Pointing dataset records:
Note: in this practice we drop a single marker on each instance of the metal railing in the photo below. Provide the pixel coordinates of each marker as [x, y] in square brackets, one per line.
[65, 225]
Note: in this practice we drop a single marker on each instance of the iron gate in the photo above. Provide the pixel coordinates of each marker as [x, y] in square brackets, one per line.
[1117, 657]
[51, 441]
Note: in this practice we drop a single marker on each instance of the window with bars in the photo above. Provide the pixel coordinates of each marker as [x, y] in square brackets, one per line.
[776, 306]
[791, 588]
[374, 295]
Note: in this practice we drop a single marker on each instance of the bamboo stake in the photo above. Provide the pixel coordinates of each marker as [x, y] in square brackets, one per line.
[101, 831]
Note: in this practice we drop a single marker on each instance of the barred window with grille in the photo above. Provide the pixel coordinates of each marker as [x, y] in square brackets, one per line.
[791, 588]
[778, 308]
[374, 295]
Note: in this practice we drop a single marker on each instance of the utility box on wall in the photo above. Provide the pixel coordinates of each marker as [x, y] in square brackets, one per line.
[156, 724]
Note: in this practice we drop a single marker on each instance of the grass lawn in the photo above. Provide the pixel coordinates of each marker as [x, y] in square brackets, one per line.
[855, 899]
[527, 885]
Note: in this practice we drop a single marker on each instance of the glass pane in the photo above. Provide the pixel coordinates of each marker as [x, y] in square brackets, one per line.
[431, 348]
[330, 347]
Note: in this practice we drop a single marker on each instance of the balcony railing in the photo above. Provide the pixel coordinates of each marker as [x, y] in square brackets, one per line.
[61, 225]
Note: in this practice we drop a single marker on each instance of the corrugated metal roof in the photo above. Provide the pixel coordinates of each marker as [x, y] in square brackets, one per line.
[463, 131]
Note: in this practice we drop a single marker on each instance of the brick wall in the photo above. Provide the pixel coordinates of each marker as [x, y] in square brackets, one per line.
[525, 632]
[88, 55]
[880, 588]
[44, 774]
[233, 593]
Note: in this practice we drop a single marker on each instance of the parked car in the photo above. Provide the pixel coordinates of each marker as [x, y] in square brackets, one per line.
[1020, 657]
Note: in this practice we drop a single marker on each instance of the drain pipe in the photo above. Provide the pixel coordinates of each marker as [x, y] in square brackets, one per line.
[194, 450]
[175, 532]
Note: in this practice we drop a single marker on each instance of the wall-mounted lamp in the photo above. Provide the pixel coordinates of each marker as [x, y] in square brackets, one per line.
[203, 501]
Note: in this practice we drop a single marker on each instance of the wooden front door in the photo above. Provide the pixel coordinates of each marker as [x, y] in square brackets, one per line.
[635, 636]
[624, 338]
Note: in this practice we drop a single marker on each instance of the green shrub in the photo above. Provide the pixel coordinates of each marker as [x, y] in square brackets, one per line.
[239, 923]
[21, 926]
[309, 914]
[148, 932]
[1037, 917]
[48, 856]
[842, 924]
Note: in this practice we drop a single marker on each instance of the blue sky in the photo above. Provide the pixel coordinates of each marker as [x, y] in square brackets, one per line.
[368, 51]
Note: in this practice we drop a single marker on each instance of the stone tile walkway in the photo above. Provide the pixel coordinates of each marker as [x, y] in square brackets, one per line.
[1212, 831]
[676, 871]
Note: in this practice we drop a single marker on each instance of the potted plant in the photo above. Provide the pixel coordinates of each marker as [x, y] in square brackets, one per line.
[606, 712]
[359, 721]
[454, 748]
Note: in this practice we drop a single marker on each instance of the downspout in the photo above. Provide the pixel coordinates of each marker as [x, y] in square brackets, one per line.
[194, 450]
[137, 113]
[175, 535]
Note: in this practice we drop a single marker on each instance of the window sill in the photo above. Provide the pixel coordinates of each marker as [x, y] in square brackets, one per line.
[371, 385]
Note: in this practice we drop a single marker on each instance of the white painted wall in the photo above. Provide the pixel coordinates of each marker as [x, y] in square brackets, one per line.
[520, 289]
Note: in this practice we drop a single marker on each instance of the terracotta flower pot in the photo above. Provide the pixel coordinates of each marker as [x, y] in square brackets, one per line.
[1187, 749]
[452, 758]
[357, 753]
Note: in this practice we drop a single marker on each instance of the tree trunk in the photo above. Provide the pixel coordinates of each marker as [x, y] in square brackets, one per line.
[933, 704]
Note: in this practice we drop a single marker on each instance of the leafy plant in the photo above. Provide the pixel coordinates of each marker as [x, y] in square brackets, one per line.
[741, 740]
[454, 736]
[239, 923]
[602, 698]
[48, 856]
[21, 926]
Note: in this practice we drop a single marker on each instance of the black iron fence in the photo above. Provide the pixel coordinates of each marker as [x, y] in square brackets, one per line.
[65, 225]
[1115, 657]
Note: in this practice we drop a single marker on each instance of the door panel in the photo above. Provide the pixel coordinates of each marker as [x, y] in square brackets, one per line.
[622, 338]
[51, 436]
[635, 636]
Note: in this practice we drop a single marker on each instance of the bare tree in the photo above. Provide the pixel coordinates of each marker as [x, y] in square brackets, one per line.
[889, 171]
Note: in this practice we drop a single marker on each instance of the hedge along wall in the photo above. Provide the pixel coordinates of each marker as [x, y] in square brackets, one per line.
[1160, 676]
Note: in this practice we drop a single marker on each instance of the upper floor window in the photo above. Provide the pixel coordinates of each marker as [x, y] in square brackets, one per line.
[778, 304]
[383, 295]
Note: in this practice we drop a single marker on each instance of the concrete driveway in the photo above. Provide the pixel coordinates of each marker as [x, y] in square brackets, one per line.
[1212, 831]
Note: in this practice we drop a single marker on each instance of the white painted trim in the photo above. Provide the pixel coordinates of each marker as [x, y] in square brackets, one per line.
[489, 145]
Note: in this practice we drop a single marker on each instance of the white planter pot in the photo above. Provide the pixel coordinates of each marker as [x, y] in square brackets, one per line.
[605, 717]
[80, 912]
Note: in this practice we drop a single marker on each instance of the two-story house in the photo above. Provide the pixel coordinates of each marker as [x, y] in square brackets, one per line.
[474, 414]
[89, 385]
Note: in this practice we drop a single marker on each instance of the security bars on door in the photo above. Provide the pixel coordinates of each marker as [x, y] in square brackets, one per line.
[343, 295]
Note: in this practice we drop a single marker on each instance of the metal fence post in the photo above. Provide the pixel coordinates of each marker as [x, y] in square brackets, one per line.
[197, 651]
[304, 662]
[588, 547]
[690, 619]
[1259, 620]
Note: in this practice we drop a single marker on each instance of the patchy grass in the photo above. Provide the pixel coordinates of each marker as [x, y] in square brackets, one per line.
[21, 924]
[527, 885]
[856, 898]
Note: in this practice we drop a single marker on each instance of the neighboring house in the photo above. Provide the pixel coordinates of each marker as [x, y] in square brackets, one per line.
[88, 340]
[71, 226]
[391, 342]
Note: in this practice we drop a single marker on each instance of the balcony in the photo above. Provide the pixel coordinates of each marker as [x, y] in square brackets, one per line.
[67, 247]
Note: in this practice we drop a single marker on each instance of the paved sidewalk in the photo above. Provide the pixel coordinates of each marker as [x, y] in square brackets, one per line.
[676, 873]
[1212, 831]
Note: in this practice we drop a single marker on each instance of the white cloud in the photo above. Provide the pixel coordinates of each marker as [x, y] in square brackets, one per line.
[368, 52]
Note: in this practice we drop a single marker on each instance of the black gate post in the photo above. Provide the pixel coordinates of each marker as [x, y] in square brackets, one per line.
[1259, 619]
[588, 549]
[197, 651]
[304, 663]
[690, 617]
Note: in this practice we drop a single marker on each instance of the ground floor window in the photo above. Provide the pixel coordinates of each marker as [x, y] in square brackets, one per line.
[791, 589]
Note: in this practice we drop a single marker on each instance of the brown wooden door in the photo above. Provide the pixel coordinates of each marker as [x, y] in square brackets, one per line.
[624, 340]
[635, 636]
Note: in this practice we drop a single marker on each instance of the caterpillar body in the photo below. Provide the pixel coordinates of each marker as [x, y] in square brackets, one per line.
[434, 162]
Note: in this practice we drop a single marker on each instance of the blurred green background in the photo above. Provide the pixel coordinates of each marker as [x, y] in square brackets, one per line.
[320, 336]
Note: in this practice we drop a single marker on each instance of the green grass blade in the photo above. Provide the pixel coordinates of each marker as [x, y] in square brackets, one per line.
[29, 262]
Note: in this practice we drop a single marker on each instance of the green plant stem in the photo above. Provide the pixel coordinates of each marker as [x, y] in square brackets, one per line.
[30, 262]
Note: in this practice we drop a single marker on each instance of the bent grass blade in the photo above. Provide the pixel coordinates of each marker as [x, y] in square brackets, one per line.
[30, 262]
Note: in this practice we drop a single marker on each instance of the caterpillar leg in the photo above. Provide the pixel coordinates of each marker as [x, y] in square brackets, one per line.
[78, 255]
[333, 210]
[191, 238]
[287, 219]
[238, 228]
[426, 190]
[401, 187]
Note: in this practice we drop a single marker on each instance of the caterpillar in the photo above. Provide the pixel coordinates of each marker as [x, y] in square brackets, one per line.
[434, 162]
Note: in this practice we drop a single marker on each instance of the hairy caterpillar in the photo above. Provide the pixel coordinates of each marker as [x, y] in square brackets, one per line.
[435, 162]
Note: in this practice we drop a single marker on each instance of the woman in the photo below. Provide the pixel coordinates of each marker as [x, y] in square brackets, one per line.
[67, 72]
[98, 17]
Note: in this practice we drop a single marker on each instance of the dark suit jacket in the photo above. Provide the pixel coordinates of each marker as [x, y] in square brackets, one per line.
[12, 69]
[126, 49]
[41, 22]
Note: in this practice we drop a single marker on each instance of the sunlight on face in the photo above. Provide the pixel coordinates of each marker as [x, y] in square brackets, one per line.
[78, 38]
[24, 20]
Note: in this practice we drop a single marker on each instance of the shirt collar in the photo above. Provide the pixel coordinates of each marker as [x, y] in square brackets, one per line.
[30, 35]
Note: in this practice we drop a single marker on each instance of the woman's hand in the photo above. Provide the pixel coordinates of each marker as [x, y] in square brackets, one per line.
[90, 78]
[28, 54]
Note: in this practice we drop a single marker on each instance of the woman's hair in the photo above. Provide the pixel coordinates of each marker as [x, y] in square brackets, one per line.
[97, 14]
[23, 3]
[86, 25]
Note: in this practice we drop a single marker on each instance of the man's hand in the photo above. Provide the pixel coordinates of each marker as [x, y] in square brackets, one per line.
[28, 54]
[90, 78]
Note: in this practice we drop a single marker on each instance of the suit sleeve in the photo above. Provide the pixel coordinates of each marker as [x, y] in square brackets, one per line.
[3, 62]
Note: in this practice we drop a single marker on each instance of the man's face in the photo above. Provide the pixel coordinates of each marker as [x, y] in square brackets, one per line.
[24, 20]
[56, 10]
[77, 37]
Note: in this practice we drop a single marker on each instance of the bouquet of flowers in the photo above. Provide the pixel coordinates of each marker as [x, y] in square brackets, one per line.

**Written exercise**
Repeat only the stretch of lines that begins at the line containing "of the suit" and ends at the last line above, both included.

**Answer to this exercise**
Note: in this practice we drop a single marker on each instance of the suit sleeve in the photo above. Provide the pixel coordinates of each marker as [x, y] in square brackets, one per line.
[3, 62]
Note: in this practice we drop a single marker on each instance of the man's face in the photo above. Provide the pixel coordinates of each marker as [x, y] in square brackets, one per line.
[24, 20]
[56, 10]
[77, 37]
Note: in this practice we drop a single marker on each instance of the bouquet of flowers in the photo above. Provide the pixel coordinates of each marker as [x, y] in square brackets, one per line.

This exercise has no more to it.